_Challenge A_: Write out the passage on the Klopp rope-making enterprise between "Chart I – II" and "German heritage site.", inclusive, with no changes.

_Quoted passage_:
The Rise and Fall of the F. Klopp Rope Making Enterprise

The Collapse of the Wolmirstedt Business Venture

Adapted and translated from Eberhard Klopp’s Family Chronicle

Chart I – II

Within five years the Klopp and Weihe families had added amongst and against each other so many wounds that only after a century one can look at them with a certain emotional detachment. They should not remain the last ones. Within the course of one generation, the two families had drifted apart and  the deep gulf of enmity between them was steadily widening. In the Weihe family the daughter did no longer communicate with her mother, in the Klopp family mother, brothers, sisters no longer with Emma’s eldest son. In the Klopp/Weihe family – no longer worth being called a family – all members completely acted out their mutual dislikes emerging out of the most varied and unlikely causes.

Windmill

The mill my grandfather Peter Friedrich Klopp owned and operated is now a German heritage site.

In the Klopp house in Wolmirstedt Friedrich devoted all his energies to the business. For the boat people on the River Ohre he produces ropes and cords, which the rope manufacturing plant ‘Seilerei von Friedrich Klopp’ kept ready for his costumers. Furthermore, he acquired a piece of land with a workshop south of the Ohre bridge on the right side on the road to Elbeu. There Friedrich and his workers twisted hemp fiber into ropes, The length of the ‘rope course’ was 15 m. In front of the bridge ramp the last house on the left at the Magdeburg Str. was the inn ‘At the Anchor’ (Zum Anker). It served as the meeting place for the Ohre boaters and was strategically located only 40 m from Friedrich’s factory and residence. Diagonally across stood ‘Fatje’s Hotel’, which served as a kind of exchange agency for goods and services, where the Wolmirstedt business elite would do their trading transactions. At the business table would often sit among other dignitaries Carl Loß (1865 – 1937), owner of a nobleman’s estate and of the largest sugar and starch factory of the region. Through him Friedrich primarily sold his various rope products. Ropes and nets were very useful and much-needed during harvest time. In order to secure the safe transport of sugar beets on the horse-drawn wagons they found much use in the Loß’s agricultural enterprise.

_Dataset excerpts_:
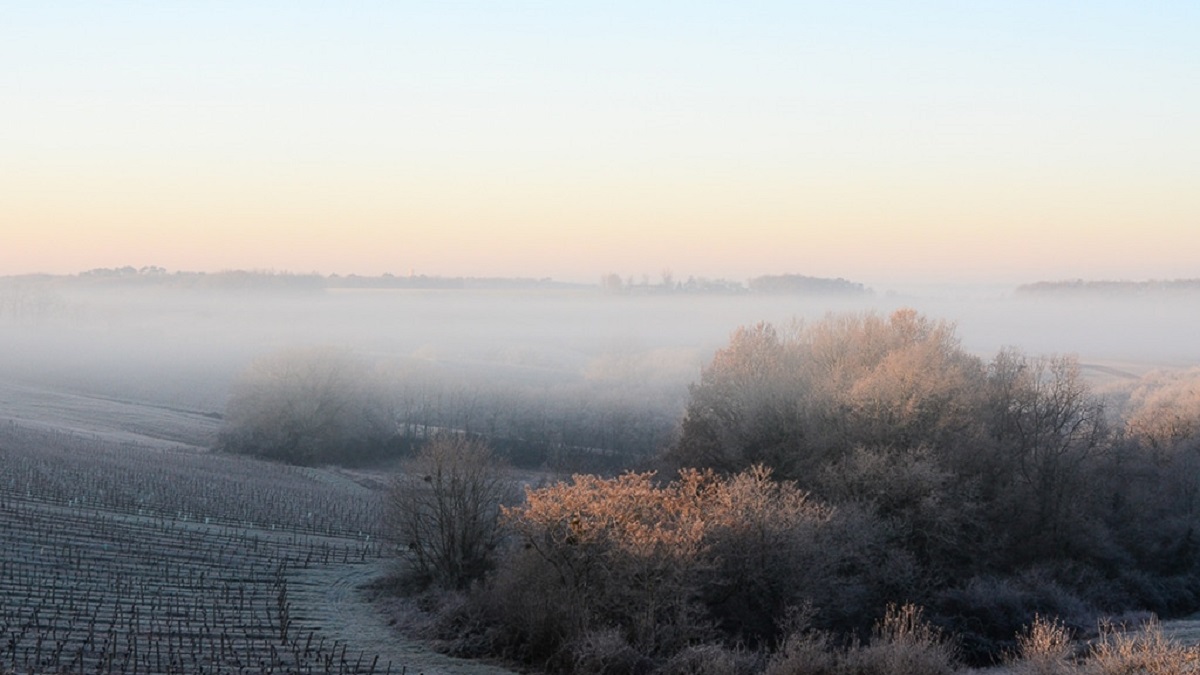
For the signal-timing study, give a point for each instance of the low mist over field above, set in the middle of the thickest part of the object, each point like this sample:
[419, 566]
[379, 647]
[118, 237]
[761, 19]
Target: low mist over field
[185, 344]
[180, 341]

_Challenge B_: Gather every line of the listing that contains the string "field", treating uppercase and lowercase as different.

_Final answer A_:
Chart I – II

Within five years the Klopp and Weihe families had added amongst and against each other so many wounds that only after a century one can look at them with a certain emotional detachment. They should not remain the last ones. Within the course of one generation, the two families had drifted apart and  the deep gulf of enmity between them was steadily widening. In the Weihe family the daughter did no longer communicate with her mother, in the Klopp family mother, brothers, sisters no longer with Emma’s eldest son. In the Klopp/Weihe family – no longer worth being called a family – all members completely acted out their mutual dislikes emerging out of the most varied and unlikely causes.

Windmill

The mill my grandfather Peter Friedrich Klopp owned and operated is now a German heritage site.

_Final answer B_:
For the signal-timing study, give a point for each instance of the low mist over field above, set in the middle of the thickest part of the object, each point like this sample:
Target: low mist over field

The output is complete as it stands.